GIVEN PROBLEM: Quote, word for word, the part of the material that opens with the line containing "TARGET = layered sediment lines" and runs through the material's final line. Give only those lines.

TASK INPUT:
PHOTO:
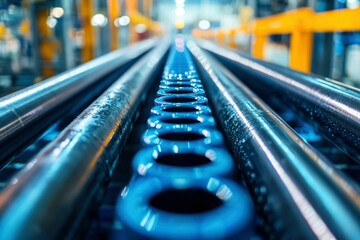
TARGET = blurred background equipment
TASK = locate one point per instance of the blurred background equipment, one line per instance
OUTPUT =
(180, 119)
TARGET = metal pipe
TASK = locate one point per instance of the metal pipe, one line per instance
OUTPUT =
(333, 107)
(301, 194)
(54, 191)
(22, 111)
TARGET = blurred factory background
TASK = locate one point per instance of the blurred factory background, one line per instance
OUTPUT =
(41, 38)
(179, 119)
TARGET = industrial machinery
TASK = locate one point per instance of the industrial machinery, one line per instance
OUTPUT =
(162, 141)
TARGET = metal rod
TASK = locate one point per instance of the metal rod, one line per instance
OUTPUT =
(333, 108)
(46, 199)
(22, 111)
(298, 190)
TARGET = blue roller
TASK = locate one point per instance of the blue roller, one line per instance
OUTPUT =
(180, 120)
(182, 136)
(211, 208)
(186, 108)
(180, 91)
(193, 161)
(181, 99)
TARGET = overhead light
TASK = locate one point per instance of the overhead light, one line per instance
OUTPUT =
(140, 28)
(179, 12)
(122, 21)
(57, 12)
(51, 22)
(179, 23)
(352, 3)
(99, 20)
(204, 24)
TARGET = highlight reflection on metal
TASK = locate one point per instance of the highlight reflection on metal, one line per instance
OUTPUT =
(174, 193)
(146, 218)
(20, 111)
(334, 107)
(181, 120)
(191, 162)
(283, 171)
(186, 108)
(62, 180)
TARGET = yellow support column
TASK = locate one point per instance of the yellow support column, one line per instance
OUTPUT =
(221, 37)
(48, 44)
(87, 10)
(132, 9)
(232, 35)
(114, 12)
(147, 8)
(300, 51)
(258, 48)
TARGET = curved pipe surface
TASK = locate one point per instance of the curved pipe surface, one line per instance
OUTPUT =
(47, 198)
(302, 196)
(334, 107)
(20, 111)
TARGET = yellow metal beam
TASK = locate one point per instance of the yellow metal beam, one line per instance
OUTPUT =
(87, 10)
(300, 51)
(282, 23)
(337, 20)
(232, 35)
(300, 23)
(114, 12)
(259, 46)
(221, 37)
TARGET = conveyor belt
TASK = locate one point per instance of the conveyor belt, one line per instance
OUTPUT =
(154, 192)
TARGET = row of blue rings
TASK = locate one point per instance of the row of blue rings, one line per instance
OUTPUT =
(182, 187)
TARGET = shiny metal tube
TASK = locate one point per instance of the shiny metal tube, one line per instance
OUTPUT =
(296, 188)
(22, 111)
(333, 107)
(48, 197)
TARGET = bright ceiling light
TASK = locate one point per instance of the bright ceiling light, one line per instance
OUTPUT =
(99, 20)
(51, 22)
(179, 24)
(57, 12)
(179, 12)
(140, 28)
(122, 21)
(180, 1)
(204, 24)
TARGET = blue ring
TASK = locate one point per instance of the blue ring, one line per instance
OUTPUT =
(220, 163)
(233, 219)
(212, 137)
(171, 91)
(196, 84)
(161, 110)
(159, 121)
(198, 100)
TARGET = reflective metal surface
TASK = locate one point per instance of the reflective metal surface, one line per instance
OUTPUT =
(333, 107)
(296, 188)
(22, 111)
(47, 199)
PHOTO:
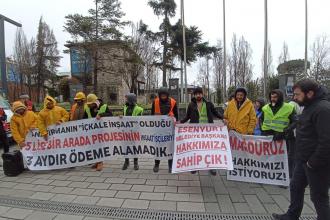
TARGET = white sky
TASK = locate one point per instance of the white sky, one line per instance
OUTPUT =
(243, 17)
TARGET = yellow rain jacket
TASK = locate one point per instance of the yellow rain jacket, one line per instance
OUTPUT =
(242, 120)
(47, 117)
(21, 124)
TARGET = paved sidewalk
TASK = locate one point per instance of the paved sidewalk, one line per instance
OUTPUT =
(142, 189)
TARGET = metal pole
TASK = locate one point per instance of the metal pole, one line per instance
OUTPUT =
(266, 50)
(224, 53)
(184, 51)
(182, 84)
(3, 70)
(306, 36)
(3, 57)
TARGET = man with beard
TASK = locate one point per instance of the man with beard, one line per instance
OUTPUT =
(95, 108)
(312, 152)
(201, 111)
(279, 120)
(240, 115)
(78, 108)
(131, 109)
(164, 105)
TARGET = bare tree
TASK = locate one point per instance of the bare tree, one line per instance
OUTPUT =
(46, 56)
(270, 67)
(320, 60)
(244, 73)
(285, 56)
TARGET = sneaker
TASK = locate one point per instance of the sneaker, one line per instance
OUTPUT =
(125, 166)
(99, 166)
(213, 172)
(156, 168)
(280, 216)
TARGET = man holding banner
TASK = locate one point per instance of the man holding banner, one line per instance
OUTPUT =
(164, 105)
(240, 114)
(201, 111)
(279, 120)
(132, 109)
(312, 165)
(51, 114)
(96, 109)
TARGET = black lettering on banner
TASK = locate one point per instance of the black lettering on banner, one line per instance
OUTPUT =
(106, 152)
(115, 151)
(38, 162)
(98, 153)
(73, 157)
(89, 155)
(63, 159)
(29, 160)
(257, 174)
(81, 157)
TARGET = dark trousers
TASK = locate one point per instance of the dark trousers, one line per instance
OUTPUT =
(170, 162)
(290, 143)
(318, 181)
(135, 160)
(3, 139)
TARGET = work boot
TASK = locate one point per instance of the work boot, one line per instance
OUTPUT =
(136, 165)
(125, 166)
(213, 172)
(156, 168)
(99, 166)
(280, 217)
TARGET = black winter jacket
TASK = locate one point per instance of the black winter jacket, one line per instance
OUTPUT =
(193, 114)
(313, 137)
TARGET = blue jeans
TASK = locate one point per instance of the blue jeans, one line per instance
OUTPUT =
(318, 181)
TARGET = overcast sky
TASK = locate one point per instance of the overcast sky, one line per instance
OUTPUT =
(244, 17)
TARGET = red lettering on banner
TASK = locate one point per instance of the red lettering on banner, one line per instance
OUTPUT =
(256, 147)
(198, 129)
(214, 159)
(201, 145)
(189, 161)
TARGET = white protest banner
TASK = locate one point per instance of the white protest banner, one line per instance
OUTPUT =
(201, 147)
(258, 159)
(83, 142)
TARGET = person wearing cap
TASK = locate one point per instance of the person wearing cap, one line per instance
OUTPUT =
(22, 122)
(164, 105)
(240, 115)
(25, 99)
(131, 109)
(78, 108)
(201, 111)
(3, 134)
(258, 104)
(279, 120)
(51, 114)
(95, 108)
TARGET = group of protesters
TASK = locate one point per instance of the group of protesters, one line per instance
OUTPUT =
(306, 131)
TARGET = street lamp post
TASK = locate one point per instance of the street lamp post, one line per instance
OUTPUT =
(184, 51)
(306, 37)
(266, 50)
(3, 51)
(224, 53)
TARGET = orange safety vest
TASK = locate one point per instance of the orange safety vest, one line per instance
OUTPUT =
(157, 107)
(73, 109)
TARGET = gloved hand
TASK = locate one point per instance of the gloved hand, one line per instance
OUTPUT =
(278, 136)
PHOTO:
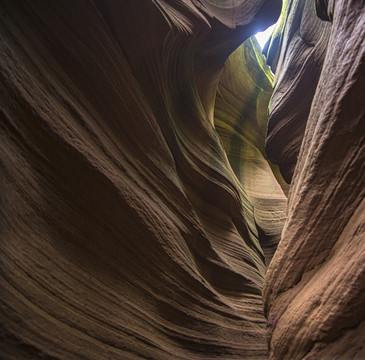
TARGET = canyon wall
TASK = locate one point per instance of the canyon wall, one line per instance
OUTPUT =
(315, 286)
(144, 186)
(125, 233)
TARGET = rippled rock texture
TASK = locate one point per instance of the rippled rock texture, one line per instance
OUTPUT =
(125, 233)
(315, 287)
(139, 207)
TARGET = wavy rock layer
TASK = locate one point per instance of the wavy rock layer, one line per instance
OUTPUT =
(124, 232)
(296, 54)
(315, 285)
(241, 118)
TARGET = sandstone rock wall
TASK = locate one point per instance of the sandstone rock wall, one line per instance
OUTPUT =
(124, 232)
(315, 285)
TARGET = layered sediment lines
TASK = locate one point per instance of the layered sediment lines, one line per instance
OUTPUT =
(241, 117)
(315, 285)
(125, 234)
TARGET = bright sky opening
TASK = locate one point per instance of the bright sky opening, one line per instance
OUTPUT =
(263, 36)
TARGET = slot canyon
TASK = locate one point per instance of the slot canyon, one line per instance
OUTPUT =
(171, 191)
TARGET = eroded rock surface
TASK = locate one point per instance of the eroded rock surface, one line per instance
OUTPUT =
(241, 117)
(296, 55)
(315, 285)
(124, 231)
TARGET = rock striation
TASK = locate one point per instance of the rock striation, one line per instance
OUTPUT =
(315, 285)
(125, 234)
(241, 117)
(145, 211)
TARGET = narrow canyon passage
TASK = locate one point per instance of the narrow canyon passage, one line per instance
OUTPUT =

WRITTEN ANSWER:
TARGET = layered sediment lines
TASK = locate one point per instance of the layered sediment lines, one line per instance
OUTPUT =
(241, 117)
(315, 285)
(125, 234)
TARGET = bright sky opening
TASK = locate one point per instance of the bright sky opening, one line per instance
OUTPUT =
(263, 36)
TARGET = slot canyon
TASK = locate one point per instance of the slot canyon, one line per instance
OUTPUT =
(171, 191)
TARGET = eroded rock surface
TASK = locate one point per instance of the eroded rock surface, one line per instance
OUTPUT =
(241, 117)
(296, 55)
(315, 285)
(124, 231)
TARGET = rock striation
TASK = locate one point per instance of the rock striation, one line per instance
OUTPUT =
(315, 285)
(125, 234)
(241, 117)
(145, 211)
TARGET = narrow canyon passage
TASK = locate one point per instance of the narrow canyon passage, one line per instance
OUTPUT =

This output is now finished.